[Opening TEXT PASSAGE section]

1.1. Importance of Evaluation of Oxidation of Edible Oils

The oxidation stability of edible oils and lipid-rich foods is a very important issue, especially with foods that contain polyunsaturated fatty acids (PUFAs), an important nutritional component for health such as cardiovascular and neurological health [1,2,3]. Paradoxically, however, these lipids are highly susceptible to oxidation into toxic products during food preparation, transportation, storage, and cooking [4,5,6], affecting the food’s texture, taste, aroma, and shelf life [7].

Controlling foods’ PUFA oxidation is difficult as even endogenous or added antioxidants are not sufficiently effective without optimal structural arrangement of the food components that change during processing, storage, and digestion [4,8]. Thus, monitoring a food’s oxidation status in real time during its preparation can contribute significantly to the product’s quality by guiding the choice of the optimal food formulations.

The oil and food industry is seeking significant advances in the evaluation of oil oxidation that will meet the following requirements: non-destructive, real-time, rapid testing; reliable; and robust methodologies that do not require elaborate calibrations nor the use of hazardous chemicals and are as low cost as possible [7,9].

[Closing TEXT PASSAGE section]
[Opening INFORMATION section]

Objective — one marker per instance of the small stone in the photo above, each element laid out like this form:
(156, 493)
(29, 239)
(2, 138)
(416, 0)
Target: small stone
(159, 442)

[Closing INFORMATION section]

:: TASK A ::
List every food quality that the passage on edible oil oxidation says is affected when lipids oxidize.
:: TASK B ::
Pick up the passage on edible oil oxidation after its final sentence and keep writing it.

:: TASK OUTPUT A ::
Texture, taste, aroma, shelf life

:: TASK OUTPUT B ::
1.2. Oxidation Process of Edible Oils

Oxidation is characterized by initiation, propagation, and termination phases, where the initiation step may be triggered by relatively high temperatures, incident light, transition metals, or initiators [10,11]. Initiation is formed on alkyl radicals (R^·) and in PUFA on allylic carbons by hydrogen atom removal, followed by double-bond isomerization into a conjugated structure. Hydrogen removal kinetics is dependent on its molecular position such as the bisallylic hydrogen atom having the highest dissociation rate. Lipid alkyl radicals (R^·) may react with atmospheric oxygen and form peroxy radicals (ROO), which propagates the reaction via hydrogen atom abstraction from another lipid molecule forming hydroperoxides (ROOH) and another lipid alkyl radical (R^·). A major termination step is the chain-reaction radicals reacting with each other into covalent bonds [11,12,13].

Hydroperoxides, known as the primary oxidation products, usually undergo further oxidation to give secondary oxidation products. High temperatures or transition metals enhance hydroperoxide decomposition into alkoxy radicals that subsequently form aldehydes, ketones, acids, esters, alcohols, short-chain hydrocarbons, and higher molecular weight oligomeric or polymeric molecules [14,15]. Secondary oxidation results in the food’s off-flavor as well as being associated with pathological sclerosis, the degradation of biologically active proteins, and the aging process [16].

1.3. Available Technologies for Evaluation of Oil Oxidation

Numerous chemical and physical analytical methods have been developed to assess lipid oxidation such as conjugated diene values, peroxide values (PV), alcohols, epoxides, p-anisidine value (p-AV) assay, HBR titration, iodometric titration, xylenol orange, and total polar components (TPC) by analytical systems, e.g., HPLC, GC-MS, FTIR, SEC, ESR, and high-field (HF) NMR [6,17,18].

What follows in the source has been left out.